## DIRECTION
Extract, exactly as written, all lines of the material below from the line that includes "Annotate the pig pen" through its last line.

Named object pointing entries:
● ● ● ● ● ● ●

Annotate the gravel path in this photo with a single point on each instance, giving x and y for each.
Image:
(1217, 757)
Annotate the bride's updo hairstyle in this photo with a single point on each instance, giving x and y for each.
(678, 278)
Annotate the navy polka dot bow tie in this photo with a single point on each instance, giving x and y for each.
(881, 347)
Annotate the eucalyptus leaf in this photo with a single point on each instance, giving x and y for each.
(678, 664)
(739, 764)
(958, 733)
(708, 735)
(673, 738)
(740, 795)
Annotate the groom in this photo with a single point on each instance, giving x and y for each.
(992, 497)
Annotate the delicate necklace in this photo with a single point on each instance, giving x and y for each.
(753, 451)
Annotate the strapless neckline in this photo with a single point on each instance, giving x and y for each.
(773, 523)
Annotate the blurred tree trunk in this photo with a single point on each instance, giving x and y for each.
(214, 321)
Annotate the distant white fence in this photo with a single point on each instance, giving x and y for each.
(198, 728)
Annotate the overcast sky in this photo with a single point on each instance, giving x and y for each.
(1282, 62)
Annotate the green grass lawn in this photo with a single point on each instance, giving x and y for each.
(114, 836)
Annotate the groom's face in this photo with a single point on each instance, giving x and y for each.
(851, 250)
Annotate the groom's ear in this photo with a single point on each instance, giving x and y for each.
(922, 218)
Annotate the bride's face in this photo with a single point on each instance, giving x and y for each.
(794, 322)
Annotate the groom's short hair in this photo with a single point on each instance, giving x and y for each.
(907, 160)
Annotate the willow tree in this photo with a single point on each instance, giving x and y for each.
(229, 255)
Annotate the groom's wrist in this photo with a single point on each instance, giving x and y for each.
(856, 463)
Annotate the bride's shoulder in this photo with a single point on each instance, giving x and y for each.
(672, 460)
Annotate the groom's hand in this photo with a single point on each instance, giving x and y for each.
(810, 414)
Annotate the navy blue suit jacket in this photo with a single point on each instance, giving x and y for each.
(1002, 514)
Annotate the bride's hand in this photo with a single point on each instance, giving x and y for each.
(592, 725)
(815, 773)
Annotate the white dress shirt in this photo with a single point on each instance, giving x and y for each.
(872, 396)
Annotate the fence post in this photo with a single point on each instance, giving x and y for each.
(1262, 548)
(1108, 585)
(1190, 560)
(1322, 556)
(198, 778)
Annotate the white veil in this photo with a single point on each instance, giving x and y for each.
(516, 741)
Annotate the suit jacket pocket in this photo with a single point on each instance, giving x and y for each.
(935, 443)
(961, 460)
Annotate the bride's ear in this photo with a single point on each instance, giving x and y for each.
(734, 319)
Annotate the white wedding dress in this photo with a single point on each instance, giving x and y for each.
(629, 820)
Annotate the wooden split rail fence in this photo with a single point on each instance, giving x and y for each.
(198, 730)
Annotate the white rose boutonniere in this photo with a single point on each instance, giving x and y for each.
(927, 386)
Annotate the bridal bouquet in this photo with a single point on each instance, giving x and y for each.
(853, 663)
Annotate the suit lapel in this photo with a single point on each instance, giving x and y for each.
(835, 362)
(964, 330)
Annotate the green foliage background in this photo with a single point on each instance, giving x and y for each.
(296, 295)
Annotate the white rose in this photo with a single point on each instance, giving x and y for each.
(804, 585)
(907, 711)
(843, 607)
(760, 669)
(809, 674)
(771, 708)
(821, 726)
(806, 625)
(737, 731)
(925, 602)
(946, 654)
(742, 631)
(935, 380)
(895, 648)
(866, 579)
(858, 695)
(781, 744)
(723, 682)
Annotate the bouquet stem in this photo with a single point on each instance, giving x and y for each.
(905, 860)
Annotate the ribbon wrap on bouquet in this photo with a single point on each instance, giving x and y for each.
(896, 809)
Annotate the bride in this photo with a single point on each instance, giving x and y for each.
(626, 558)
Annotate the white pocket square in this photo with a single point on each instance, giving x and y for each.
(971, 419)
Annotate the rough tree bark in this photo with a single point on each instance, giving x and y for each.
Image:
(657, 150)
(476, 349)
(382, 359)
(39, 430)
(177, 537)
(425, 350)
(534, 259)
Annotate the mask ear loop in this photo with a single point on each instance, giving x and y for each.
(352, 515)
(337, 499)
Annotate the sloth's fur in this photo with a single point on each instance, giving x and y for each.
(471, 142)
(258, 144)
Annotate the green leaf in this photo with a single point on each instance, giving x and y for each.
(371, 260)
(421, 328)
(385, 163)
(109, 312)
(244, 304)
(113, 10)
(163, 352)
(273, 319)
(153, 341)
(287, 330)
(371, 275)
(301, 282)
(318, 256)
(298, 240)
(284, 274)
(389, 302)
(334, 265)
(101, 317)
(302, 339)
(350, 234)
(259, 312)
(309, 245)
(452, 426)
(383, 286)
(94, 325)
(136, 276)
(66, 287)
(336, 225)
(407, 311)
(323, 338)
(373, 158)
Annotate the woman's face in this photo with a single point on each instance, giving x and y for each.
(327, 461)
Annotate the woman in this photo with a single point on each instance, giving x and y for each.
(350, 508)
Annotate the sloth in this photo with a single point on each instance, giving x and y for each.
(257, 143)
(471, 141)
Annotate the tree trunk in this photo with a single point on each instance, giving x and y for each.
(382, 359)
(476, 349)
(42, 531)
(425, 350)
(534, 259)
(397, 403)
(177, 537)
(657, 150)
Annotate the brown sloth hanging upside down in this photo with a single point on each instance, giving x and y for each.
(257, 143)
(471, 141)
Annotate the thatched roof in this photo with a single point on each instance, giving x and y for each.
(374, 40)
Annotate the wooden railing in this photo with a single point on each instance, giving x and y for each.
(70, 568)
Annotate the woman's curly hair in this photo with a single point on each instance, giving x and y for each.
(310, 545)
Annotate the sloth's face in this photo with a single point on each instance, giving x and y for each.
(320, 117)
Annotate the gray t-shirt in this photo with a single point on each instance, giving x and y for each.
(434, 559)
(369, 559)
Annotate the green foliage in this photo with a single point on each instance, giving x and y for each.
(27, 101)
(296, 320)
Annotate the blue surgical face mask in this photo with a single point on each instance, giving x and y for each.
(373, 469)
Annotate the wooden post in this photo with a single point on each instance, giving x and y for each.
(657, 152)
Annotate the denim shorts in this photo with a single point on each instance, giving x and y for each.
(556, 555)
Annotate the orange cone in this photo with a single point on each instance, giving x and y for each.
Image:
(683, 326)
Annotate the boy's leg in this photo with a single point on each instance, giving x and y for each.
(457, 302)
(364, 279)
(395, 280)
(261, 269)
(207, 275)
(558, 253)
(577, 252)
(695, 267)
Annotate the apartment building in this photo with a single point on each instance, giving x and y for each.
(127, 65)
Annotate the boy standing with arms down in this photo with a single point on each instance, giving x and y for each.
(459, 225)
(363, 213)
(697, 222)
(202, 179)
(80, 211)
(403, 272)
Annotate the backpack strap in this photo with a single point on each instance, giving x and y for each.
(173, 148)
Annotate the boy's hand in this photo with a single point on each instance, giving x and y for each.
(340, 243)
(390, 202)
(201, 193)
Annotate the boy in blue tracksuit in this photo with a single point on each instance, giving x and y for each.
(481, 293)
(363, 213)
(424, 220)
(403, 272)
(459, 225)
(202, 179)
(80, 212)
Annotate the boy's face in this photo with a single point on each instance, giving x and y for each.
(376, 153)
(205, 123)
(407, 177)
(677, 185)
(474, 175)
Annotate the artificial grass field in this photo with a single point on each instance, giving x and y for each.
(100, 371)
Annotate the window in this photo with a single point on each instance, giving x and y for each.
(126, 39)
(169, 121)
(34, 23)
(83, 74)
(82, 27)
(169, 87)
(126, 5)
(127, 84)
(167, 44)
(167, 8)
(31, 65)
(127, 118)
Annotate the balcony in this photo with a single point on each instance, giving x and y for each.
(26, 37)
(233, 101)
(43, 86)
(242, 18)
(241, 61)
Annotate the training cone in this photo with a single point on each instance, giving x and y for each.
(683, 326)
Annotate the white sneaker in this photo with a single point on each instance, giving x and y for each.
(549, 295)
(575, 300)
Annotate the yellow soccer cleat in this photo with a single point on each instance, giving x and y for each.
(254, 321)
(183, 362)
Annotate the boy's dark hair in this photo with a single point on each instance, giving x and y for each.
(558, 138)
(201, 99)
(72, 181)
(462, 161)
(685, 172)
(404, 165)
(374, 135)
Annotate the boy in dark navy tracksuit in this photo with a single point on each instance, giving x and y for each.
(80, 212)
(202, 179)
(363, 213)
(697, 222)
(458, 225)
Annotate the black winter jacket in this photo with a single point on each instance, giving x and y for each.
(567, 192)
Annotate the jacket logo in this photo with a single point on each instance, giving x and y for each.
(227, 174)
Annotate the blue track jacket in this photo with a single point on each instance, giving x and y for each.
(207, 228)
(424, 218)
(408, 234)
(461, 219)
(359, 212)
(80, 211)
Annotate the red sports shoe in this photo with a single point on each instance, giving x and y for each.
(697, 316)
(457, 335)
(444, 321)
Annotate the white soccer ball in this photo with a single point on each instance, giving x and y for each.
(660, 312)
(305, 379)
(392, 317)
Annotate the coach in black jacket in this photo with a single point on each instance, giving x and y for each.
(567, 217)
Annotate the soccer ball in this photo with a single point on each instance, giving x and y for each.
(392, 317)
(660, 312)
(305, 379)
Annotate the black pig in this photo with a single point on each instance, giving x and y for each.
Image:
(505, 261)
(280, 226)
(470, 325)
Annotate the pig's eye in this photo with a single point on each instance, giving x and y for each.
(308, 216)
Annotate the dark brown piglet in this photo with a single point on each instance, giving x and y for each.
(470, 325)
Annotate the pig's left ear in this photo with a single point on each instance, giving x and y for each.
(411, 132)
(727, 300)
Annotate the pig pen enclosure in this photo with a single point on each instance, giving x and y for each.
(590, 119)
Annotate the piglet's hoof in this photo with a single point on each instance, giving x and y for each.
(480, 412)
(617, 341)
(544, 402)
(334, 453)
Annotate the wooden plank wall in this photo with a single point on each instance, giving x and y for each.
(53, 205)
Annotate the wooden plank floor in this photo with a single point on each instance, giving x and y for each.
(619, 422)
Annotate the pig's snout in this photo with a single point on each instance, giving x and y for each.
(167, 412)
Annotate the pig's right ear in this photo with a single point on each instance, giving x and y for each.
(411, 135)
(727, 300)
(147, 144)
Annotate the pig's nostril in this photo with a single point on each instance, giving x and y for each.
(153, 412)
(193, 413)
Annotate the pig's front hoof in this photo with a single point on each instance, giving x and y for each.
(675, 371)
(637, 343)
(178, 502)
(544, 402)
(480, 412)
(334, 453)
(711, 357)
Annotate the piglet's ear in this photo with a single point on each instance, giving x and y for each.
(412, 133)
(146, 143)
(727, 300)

● ● ● ● ● ● ●

## WORKED SOLUTION
Annotate the pig pen enclosure in this photo with a single point on each instance, giving x and y for each.
(590, 119)
Annotate the piglet's hoof in this photo with a single point on each instance, giving x and y for each.
(480, 412)
(617, 341)
(544, 402)
(334, 453)
Annotate the wooden plank wall in this photo with a single point on each instance, giving x and y for each.
(53, 205)
Annotate the wooden plank floor in this photo with a single point on each instance, giving x and y for each.
(619, 422)
Annotate the pig's snout in this photo with a single point on each instance, giving x and y for each.
(167, 412)
Annotate the pig's right ear in this photo with a single point on each instance, giving x and y for each.
(411, 135)
(727, 300)
(147, 144)
Annotate the pig's nostril in this photo with a single point on each instance, giving x and y for each.
(153, 412)
(193, 413)
Annotate the pig's front hoof in this photo with a single point on each instance, giving x and y for each.
(675, 371)
(637, 343)
(178, 502)
(544, 402)
(480, 412)
(334, 453)
(711, 357)
Annotate the piglet's ear in this photo with a single point on each instance, giving x and y for each.
(412, 133)
(146, 143)
(727, 300)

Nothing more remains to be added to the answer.